▶ _Entries shown_

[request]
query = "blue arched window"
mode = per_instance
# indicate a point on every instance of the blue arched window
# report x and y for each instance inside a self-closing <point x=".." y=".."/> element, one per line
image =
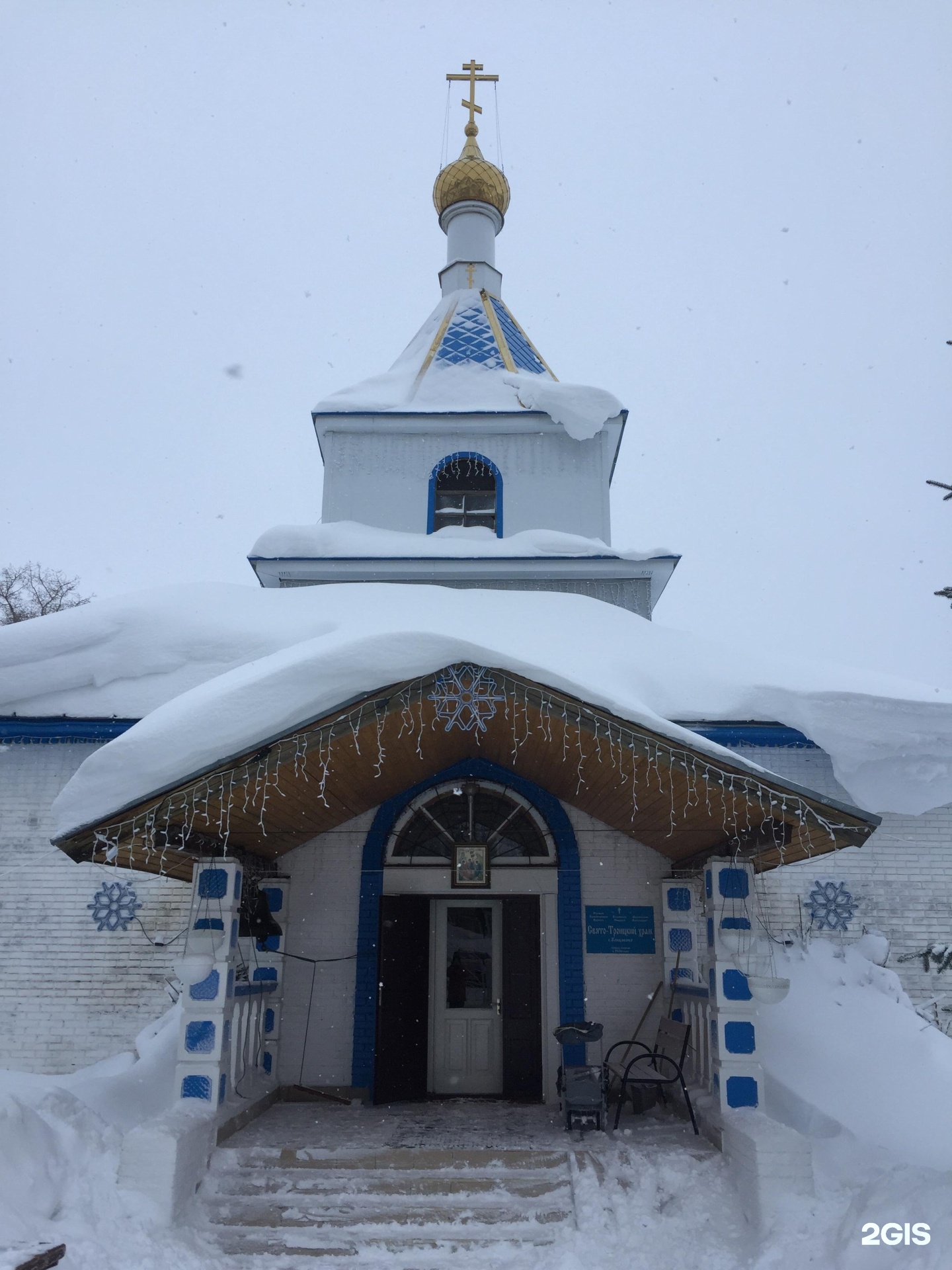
<point x="466" y="489"/>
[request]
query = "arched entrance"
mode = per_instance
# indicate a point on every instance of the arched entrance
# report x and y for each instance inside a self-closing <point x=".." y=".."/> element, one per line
<point x="469" y="890"/>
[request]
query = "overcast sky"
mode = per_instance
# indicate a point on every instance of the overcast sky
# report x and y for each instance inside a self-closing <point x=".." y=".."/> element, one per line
<point x="733" y="216"/>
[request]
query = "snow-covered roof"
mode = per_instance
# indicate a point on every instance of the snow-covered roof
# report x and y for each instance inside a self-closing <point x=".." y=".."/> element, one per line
<point x="473" y="356"/>
<point x="218" y="668"/>
<point x="352" y="540"/>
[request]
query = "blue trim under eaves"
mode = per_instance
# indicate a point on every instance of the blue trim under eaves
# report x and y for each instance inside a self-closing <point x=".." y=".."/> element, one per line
<point x="774" y="736"/>
<point x="46" y="732"/>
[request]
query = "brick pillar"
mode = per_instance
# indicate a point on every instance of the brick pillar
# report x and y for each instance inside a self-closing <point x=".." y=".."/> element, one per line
<point x="682" y="923"/>
<point x="207" y="973"/>
<point x="729" y="916"/>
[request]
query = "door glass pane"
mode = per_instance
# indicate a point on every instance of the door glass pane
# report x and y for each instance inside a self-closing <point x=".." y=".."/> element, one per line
<point x="469" y="958"/>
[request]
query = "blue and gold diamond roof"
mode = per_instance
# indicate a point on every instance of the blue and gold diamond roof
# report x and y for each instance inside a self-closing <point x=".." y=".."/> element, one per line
<point x="480" y="331"/>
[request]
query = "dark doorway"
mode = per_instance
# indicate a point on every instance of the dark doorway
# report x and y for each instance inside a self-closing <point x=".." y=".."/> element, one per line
<point x="403" y="999"/>
<point x="522" y="999"/>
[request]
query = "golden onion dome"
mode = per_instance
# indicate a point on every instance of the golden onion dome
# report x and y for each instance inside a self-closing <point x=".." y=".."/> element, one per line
<point x="471" y="177"/>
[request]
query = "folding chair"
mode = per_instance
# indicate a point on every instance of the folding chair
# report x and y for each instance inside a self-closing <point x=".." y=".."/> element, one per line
<point x="644" y="1068"/>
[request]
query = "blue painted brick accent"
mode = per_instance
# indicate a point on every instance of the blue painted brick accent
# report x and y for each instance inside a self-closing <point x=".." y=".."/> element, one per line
<point x="735" y="986"/>
<point x="212" y="884"/>
<point x="680" y="900"/>
<point x="739" y="1038"/>
<point x="742" y="1091"/>
<point x="197" y="1087"/>
<point x="681" y="940"/>
<point x="207" y="990"/>
<point x="733" y="883"/>
<point x="200" y="1037"/>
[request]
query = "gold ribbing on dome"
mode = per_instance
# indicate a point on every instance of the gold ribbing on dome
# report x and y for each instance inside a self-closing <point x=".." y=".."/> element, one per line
<point x="471" y="177"/>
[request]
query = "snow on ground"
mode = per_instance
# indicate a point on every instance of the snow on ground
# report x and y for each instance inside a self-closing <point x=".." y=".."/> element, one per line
<point x="352" y="540"/>
<point x="846" y="1043"/>
<point x="60" y="1147"/>
<point x="225" y="667"/>
<point x="861" y="1070"/>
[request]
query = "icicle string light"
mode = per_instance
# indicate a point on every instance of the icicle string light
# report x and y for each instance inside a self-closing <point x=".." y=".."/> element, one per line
<point x="198" y="818"/>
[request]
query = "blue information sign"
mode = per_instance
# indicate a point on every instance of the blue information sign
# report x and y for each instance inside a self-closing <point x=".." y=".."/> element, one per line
<point x="619" y="929"/>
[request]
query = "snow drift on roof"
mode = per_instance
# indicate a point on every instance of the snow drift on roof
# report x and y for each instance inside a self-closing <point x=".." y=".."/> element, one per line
<point x="466" y="372"/>
<point x="235" y="665"/>
<point x="352" y="540"/>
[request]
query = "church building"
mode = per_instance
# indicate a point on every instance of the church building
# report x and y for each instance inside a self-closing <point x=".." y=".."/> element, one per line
<point x="441" y="784"/>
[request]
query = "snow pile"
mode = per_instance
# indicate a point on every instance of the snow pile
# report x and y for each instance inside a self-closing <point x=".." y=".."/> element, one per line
<point x="847" y="1050"/>
<point x="352" y="540"/>
<point x="582" y="411"/>
<point x="61" y="1138"/>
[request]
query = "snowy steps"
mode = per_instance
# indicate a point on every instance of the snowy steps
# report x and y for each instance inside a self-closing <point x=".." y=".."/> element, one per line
<point x="403" y="1201"/>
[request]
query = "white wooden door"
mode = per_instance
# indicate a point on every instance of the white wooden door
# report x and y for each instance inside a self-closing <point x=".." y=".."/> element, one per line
<point x="466" y="995"/>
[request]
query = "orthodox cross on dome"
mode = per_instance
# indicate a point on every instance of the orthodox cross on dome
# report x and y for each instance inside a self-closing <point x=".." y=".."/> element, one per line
<point x="471" y="67"/>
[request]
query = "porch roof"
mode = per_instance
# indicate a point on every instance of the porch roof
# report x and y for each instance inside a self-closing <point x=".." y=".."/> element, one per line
<point x="684" y="800"/>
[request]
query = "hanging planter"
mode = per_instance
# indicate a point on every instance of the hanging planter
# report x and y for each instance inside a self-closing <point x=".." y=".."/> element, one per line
<point x="767" y="990"/>
<point x="735" y="941"/>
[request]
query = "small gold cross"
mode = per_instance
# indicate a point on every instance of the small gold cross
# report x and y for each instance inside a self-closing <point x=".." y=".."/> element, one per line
<point x="471" y="67"/>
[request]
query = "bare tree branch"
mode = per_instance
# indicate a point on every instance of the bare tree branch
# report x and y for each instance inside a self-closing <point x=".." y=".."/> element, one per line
<point x="32" y="591"/>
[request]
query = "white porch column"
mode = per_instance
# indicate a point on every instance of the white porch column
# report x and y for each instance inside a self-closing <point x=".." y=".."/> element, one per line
<point x="738" y="1079"/>
<point x="207" y="973"/>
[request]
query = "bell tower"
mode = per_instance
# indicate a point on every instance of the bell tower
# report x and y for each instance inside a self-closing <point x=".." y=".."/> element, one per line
<point x="467" y="464"/>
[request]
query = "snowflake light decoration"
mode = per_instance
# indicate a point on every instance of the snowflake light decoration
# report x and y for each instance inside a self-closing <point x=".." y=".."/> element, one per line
<point x="466" y="698"/>
<point x="830" y="906"/>
<point x="114" y="906"/>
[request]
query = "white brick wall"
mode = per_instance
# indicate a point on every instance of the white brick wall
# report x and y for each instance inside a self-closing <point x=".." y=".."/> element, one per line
<point x="70" y="995"/>
<point x="615" y="870"/>
<point x="323" y="911"/>
<point x="323" y="923"/>
<point x="900" y="879"/>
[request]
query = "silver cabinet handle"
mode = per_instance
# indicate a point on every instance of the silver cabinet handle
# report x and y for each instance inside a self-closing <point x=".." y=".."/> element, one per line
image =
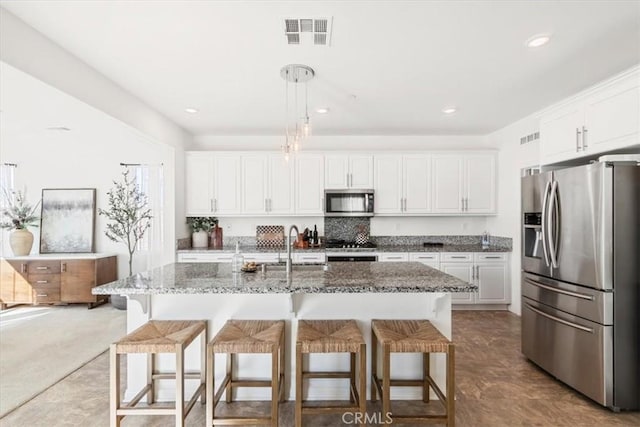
<point x="560" y="291"/>
<point x="578" y="139"/>
<point x="559" y="320"/>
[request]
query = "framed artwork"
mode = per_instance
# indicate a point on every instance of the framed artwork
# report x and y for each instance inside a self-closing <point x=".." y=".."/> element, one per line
<point x="67" y="223"/>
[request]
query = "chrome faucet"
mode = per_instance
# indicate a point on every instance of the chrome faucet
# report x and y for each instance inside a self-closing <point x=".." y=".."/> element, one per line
<point x="289" y="244"/>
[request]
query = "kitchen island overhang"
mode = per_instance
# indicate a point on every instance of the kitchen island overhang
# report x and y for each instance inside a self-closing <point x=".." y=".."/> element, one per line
<point x="360" y="291"/>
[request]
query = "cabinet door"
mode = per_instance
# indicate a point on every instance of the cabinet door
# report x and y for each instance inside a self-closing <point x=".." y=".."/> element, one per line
<point x="280" y="180"/>
<point x="336" y="169"/>
<point x="388" y="184"/>
<point x="493" y="284"/>
<point x="463" y="271"/>
<point x="447" y="184"/>
<point x="480" y="183"/>
<point x="227" y="184"/>
<point x="559" y="138"/>
<point x="198" y="184"/>
<point x="417" y="184"/>
<point x="361" y="171"/>
<point x="612" y="117"/>
<point x="254" y="185"/>
<point x="77" y="277"/>
<point x="309" y="184"/>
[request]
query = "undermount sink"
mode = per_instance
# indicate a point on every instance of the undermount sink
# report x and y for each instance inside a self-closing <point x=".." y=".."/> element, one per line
<point x="298" y="267"/>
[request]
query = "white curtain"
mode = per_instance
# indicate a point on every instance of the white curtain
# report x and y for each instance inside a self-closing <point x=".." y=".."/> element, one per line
<point x="7" y="187"/>
<point x="150" y="181"/>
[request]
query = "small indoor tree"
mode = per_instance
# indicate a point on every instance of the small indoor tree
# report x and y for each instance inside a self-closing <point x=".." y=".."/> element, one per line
<point x="129" y="214"/>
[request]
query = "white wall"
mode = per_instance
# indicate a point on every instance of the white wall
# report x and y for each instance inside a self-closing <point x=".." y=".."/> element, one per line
<point x="86" y="156"/>
<point x="28" y="50"/>
<point x="512" y="158"/>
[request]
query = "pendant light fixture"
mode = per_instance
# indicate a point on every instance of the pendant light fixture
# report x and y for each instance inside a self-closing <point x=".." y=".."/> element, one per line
<point x="297" y="123"/>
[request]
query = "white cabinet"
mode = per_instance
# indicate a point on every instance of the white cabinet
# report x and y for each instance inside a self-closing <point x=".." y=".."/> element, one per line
<point x="309" y="184"/>
<point x="492" y="277"/>
<point x="267" y="185"/>
<point x="348" y="171"/>
<point x="602" y="119"/>
<point x="402" y="184"/>
<point x="488" y="270"/>
<point x="464" y="183"/>
<point x="393" y="257"/>
<point x="432" y="259"/>
<point x="212" y="184"/>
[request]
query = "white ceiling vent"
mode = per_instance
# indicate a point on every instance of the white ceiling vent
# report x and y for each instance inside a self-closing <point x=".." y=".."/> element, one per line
<point x="307" y="31"/>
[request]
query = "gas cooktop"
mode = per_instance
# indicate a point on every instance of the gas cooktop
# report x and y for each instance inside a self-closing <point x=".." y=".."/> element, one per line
<point x="336" y="243"/>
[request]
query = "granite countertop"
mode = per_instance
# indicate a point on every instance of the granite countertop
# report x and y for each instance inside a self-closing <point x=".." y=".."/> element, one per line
<point x="338" y="277"/>
<point x="381" y="248"/>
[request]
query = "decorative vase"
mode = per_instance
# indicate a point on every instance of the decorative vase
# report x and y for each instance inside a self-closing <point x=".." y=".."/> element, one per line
<point x="200" y="239"/>
<point x="21" y="241"/>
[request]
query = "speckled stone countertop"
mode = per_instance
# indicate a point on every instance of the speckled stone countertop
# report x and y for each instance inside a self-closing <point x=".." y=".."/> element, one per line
<point x="339" y="277"/>
<point x="381" y="248"/>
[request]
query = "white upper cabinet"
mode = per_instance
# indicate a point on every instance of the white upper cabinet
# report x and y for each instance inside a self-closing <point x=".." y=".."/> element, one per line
<point x="602" y="119"/>
<point x="464" y="183"/>
<point x="309" y="184"/>
<point x="402" y="184"/>
<point x="267" y="185"/>
<point x="212" y="184"/>
<point x="348" y="171"/>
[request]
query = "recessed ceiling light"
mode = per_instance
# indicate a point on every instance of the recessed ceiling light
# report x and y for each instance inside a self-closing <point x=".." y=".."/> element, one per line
<point x="538" y="40"/>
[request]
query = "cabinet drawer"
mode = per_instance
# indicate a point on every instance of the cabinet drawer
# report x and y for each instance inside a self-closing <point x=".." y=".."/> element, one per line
<point x="491" y="257"/>
<point x="456" y="257"/>
<point x="424" y="257"/>
<point x="44" y="279"/>
<point x="43" y="267"/>
<point x="46" y="292"/>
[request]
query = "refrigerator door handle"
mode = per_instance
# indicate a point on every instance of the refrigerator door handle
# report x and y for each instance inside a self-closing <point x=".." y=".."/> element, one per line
<point x="544" y="225"/>
<point x="553" y="231"/>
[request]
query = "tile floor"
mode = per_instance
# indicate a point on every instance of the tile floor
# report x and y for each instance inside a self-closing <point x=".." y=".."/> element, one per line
<point x="496" y="386"/>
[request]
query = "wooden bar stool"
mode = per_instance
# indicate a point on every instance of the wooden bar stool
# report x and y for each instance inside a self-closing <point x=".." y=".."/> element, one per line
<point x="412" y="336"/>
<point x="331" y="336"/>
<point x="158" y="336"/>
<point x="246" y="336"/>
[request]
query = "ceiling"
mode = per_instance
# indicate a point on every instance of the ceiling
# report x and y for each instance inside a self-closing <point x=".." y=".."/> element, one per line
<point x="391" y="68"/>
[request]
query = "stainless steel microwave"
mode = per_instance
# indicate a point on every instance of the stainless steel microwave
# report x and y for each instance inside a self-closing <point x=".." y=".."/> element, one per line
<point x="348" y="202"/>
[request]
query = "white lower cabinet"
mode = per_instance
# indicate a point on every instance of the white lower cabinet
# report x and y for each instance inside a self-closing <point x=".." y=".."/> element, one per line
<point x="490" y="271"/>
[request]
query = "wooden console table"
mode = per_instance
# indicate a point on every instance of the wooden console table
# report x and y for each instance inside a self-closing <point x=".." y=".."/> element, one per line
<point x="55" y="279"/>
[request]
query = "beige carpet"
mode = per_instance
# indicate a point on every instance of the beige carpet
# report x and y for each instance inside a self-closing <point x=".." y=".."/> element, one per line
<point x="41" y="345"/>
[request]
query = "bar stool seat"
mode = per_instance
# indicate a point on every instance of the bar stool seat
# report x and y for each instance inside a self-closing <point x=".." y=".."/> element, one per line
<point x="331" y="336"/>
<point x="154" y="337"/>
<point x="412" y="336"/>
<point x="246" y="336"/>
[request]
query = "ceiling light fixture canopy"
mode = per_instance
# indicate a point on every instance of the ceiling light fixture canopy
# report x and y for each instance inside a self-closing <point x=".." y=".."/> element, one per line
<point x="297" y="124"/>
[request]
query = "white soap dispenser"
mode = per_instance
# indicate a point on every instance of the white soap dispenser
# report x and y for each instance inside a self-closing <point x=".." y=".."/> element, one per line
<point x="238" y="260"/>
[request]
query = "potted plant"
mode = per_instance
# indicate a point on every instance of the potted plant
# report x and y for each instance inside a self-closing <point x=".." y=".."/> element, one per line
<point x="200" y="227"/>
<point x="17" y="215"/>
<point x="130" y="218"/>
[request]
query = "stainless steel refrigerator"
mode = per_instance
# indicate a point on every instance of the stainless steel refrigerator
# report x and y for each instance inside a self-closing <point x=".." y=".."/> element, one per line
<point x="581" y="278"/>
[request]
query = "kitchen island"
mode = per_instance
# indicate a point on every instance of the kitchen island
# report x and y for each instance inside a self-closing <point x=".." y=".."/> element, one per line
<point x="360" y="291"/>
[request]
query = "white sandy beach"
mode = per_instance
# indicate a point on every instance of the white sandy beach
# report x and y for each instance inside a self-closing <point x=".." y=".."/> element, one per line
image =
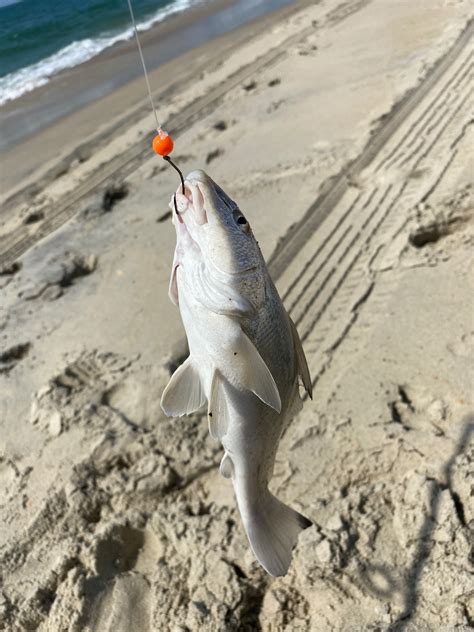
<point x="344" y="131"/>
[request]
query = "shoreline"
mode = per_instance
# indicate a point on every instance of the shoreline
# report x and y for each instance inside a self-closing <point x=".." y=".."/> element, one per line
<point x="74" y="88"/>
<point x="25" y="171"/>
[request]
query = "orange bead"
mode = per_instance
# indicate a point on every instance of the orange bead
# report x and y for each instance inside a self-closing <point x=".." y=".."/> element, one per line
<point x="162" y="143"/>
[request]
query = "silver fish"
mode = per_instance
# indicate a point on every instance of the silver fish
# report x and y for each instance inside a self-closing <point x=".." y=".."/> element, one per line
<point x="245" y="358"/>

▶ _Direction_
Count the lines of the material above that contain the word "carpet". Give only the number.

▶ _Output below_
2